• Excerpted text:

# what and how much do you feed your leopard geckos?



## XxLauraxX (Apr 17, 2012)

i was just wondering what everyone feeds their leopard gecko's? as i know theres many bugs out there such as crickets, locusts, wax worms etc...so im gettin a lil confused as to what to give my 2 boys!

i rehomed them just over a week ago and the guy fed them a constant supply of mealworms and then gave them a medium/large locust once or twice a week. 

Currently they have just got mealworms along with the repashy calci dust, one of them has been eating and pooping but the other i havent seen eat at all  although it has a pooped a tiny bit but i guess they're still settling in.

Im popping in to my local reptile shop tomorrow so i didn't know whether to get them some crickets or locusts or what? p.s i know all about the gutloading i have done my research hehe :Na_Na_Na_Na:

so what do you all feed your leopard geckos and how much a week?


----------



## JimmyMature (Jan 8, 2012)

XxLauraxX said:


> i was just wondering what everyone feeds their leopard gecko's? as i know theres many bugs out there such as crickets, locusts, wax worms etc...so im gettin a lil confused as to what to give my 2 boys!
> 
> i rehomed them just over a week ago and the guy fed them a constant supply of mealworms and then gave them a medium/large locust once or twice a week.
> 
> ...



Many people feed their Leo's exclusively on mealworms. I feed mine, mealworms, locusts, crickets and waxworms as a treat once a week.


Mine eats about 6 locusts a week and lots of mealworms.


Weigh them weekly or every other week to keep an eye an on them. I also keep a feed diary in everything he eats.



Jim


----------



## Rawwwrchazli (Mar 16, 2012)

XxLauraxX said:


> i was just wondering what everyone feeds their leopard gecko's? as i know theres many bugs out there such as crickets, locusts, wax worms etc...so im gettin a lil confused as to what to give my 2 boys!
> 
> i rehomed them just over a week ago and the guy fed them a constant supply of mealworms and then gave them a medium/large locust once or twice a week.
> 
> ...



I feed mine on mealworms, which are in the vivs 24/7 and then they all get a mix of Dubia roaches, Locusts, Morio Worms and Crickets. I don't feed waxworms as they are high in fat and low in everything else and are addictive. They are okay as a treat, but as a rule I just don't feed them at all. 
I also dust everything in Repashy Calcium Plus too! It's amazing.

I offer them food (that's not meal worms) every night on tongs, if they have a feeding response I release some into the viv and if not then I don't.
If they have a feeding response I feed my adult male 6 crickets or 4 large locusts or 5 Morios or 6 Roaches. But every Leo eats differently, some are pigs, some are picky.
I'll feed my females a bit less.
The younger ones are just on small locusts and small or medium crickets with their meal worms. 

I find the younger one hatchling -> yearling will eat every night and eat their mealworms, and the adults will eat maybe every other day or every 3 days, but pick at their meal worms through out.

=]


----------



## Mcadam1222 (May 17, 2012)

XxLauraxX said:


> i was just wondering what everyone feeds their leopard gecko's? as i know theres many bugs out there such as crickets, locusts, wax worms etc...so im gettin a lil confused as to what to give my 2 boys!

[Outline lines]
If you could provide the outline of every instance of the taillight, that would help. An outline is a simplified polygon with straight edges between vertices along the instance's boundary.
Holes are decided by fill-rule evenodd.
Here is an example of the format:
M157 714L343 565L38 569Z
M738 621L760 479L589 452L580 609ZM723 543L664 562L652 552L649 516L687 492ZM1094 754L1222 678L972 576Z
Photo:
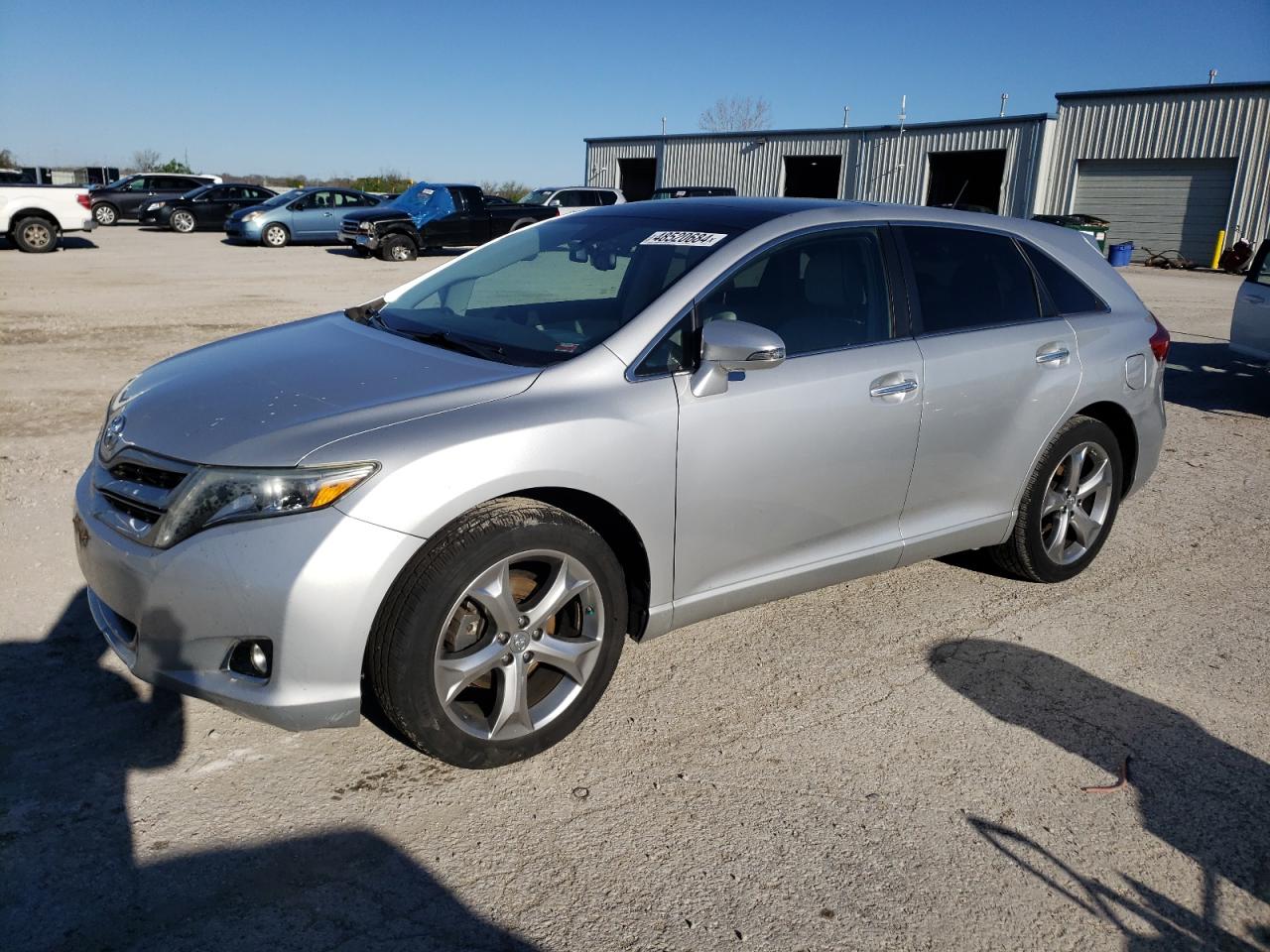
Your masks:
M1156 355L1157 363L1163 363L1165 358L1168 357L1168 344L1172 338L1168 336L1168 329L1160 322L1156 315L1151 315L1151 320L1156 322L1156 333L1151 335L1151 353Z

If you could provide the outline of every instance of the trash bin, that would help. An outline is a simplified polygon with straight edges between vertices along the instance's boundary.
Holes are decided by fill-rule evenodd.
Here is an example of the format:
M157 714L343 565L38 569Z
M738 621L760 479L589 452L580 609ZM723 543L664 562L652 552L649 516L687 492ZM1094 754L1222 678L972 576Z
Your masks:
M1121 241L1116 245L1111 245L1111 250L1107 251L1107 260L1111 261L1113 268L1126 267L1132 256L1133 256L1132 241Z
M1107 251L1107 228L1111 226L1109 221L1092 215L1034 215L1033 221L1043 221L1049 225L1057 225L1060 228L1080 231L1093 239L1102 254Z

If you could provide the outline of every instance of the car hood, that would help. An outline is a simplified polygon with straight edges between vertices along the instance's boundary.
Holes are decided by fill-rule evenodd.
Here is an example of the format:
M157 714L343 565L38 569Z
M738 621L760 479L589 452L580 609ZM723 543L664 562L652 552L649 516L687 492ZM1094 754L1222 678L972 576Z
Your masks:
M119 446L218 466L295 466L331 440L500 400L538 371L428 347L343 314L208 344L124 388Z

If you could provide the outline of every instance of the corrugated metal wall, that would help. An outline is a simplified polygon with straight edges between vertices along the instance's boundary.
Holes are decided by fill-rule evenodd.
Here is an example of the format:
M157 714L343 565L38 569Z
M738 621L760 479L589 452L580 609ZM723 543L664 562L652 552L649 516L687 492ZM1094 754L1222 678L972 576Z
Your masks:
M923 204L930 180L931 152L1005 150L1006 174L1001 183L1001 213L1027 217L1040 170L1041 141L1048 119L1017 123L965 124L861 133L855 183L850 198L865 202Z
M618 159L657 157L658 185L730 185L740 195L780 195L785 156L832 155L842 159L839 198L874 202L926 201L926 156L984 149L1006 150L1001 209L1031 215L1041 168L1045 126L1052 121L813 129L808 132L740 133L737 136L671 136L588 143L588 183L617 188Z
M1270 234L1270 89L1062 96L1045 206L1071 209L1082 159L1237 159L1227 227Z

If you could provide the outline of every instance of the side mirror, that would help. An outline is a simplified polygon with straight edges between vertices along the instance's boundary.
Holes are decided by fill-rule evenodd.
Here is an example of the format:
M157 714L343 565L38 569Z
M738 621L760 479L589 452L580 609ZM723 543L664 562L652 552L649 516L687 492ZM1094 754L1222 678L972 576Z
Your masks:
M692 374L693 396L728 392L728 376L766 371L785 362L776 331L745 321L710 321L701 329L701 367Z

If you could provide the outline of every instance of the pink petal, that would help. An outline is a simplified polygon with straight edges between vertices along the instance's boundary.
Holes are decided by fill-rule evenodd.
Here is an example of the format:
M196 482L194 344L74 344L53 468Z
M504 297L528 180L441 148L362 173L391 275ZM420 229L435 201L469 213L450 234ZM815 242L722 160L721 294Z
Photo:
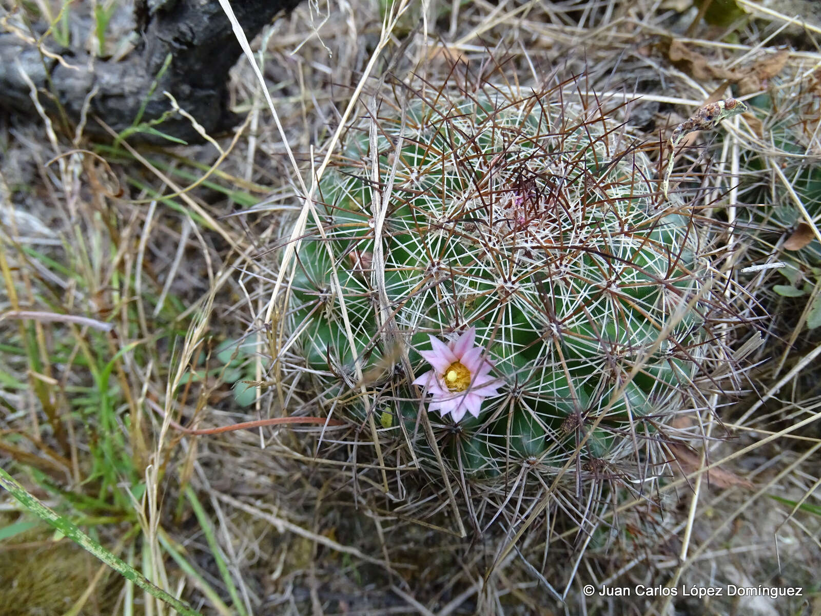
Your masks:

* * *

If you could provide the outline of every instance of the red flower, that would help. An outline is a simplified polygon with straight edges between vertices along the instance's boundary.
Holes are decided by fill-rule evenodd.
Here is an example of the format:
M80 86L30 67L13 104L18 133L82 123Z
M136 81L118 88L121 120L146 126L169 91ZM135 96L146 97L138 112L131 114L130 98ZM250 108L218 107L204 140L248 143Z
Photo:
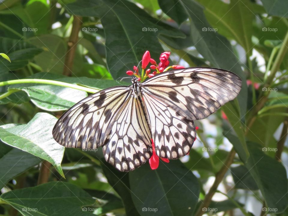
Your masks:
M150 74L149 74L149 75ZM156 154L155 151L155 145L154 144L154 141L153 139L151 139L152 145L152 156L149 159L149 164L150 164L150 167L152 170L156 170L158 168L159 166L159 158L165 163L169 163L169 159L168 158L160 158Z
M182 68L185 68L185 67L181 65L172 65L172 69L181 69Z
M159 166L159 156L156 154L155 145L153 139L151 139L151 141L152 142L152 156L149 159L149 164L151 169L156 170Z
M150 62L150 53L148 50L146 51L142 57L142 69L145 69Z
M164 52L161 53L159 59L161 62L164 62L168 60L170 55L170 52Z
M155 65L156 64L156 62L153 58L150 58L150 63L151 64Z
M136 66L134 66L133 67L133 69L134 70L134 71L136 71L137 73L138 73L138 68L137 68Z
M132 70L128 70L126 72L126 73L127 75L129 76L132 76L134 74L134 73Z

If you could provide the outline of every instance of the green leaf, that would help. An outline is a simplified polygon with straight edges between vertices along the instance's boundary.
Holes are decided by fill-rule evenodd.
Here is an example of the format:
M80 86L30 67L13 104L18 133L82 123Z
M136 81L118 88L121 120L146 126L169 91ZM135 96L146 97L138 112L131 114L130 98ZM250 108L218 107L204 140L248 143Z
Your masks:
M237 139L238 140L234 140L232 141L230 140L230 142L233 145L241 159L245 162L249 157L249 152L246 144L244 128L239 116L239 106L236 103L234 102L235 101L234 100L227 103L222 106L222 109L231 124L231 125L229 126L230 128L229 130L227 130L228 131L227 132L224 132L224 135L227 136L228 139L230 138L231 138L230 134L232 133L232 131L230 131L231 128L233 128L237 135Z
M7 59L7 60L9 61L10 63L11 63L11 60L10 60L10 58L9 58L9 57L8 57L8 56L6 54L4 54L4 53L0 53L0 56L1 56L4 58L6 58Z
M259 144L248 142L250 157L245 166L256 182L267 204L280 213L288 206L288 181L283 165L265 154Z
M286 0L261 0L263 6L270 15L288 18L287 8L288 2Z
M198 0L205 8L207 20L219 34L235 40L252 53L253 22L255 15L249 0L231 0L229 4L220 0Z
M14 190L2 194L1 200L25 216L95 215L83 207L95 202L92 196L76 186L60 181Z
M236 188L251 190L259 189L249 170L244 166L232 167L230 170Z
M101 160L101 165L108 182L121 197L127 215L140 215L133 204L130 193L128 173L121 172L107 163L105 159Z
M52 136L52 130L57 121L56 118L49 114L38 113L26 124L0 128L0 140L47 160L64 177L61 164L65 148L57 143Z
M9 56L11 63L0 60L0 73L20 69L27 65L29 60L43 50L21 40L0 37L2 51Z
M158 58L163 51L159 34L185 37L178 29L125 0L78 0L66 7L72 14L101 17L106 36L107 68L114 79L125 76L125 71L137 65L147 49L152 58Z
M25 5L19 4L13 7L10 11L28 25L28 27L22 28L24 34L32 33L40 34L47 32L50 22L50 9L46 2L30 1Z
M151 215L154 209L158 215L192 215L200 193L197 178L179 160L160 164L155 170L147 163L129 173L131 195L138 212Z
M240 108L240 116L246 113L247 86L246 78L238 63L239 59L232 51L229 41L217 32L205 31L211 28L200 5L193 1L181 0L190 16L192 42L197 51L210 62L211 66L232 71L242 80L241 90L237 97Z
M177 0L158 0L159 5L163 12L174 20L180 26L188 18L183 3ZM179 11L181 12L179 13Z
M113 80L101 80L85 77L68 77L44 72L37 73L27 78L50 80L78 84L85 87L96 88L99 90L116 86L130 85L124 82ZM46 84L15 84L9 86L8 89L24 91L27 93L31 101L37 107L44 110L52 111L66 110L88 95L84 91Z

* * *

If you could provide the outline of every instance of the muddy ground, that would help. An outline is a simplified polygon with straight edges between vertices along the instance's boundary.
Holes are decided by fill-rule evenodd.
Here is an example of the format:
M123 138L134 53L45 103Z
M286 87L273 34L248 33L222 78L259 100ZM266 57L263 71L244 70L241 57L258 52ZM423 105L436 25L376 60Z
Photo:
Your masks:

• Aim of the task: Can you extract the passage of the leopard gecko feeding thread from "I feed mine on" to "then I don't.", word for word?

• Result of this task:
I feed mine on mealworms, which are in the vivs 24/7 and then they all get a mix of Dubia roaches, Locusts, Morio Worms and Crickets. I don't feed waxworms as they are high in fat and low in everything else and are addictive. They are okay as a treat, but as a rule I just don't feed them at all. 
I also dust everything in Repashy Calcium Plus too! It's amazing.

I offer them food (that's not meal worms) every night on tongs, if they have a feeding response I release some into the viv and if not then I don't.